- Dataset entries:
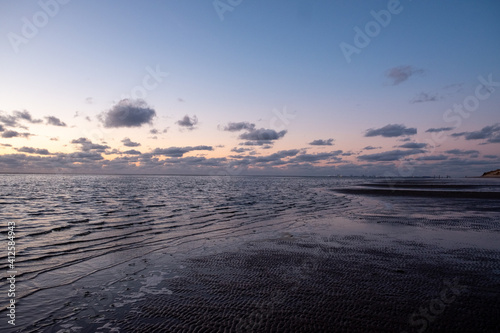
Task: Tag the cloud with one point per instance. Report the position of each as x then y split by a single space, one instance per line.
178 151
13 134
51 120
188 122
128 143
462 152
87 145
31 150
440 129
490 133
234 127
25 115
313 158
387 156
13 119
425 97
132 152
128 113
402 73
432 158
391 130
371 148
320 142
262 134
241 150
413 145
256 143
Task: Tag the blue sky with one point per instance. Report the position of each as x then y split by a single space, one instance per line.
176 78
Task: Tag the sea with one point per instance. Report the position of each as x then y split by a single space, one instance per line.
80 238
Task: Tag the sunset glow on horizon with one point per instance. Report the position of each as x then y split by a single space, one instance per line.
380 88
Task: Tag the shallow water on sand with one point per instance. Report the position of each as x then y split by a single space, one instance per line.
90 249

- Work to complete: Copy out the entire listing above word for word, leaving out the picture markers.

- Answer:
Task: Tag the cloud with one point per instance. Report the position of each as x then y split by a single space, one instance per line.
178 151
13 134
51 120
188 122
128 143
462 152
87 145
31 150
440 129
490 133
234 127
25 115
313 158
387 156
13 119
425 97
132 152
128 113
402 73
432 158
391 130
371 148
320 142
262 134
241 150
413 145
256 143
Task: Tag the blue sky with one point per instance. Report the position of each as x then y split by a single space, one instance per line.
176 78
Task: Tag the sea with one point per instance. Report the position of each as x then y split by a single space, one instance per line.
80 238
Task: Tag the sunset glow on horizon with one point per instance. Report the position of each as x then y split by a single space, one instance per line.
380 88
Task: Tag the shallow water on sand with one point per instance. Report the position of each as x then y split by a single space, one instance per line.
90 249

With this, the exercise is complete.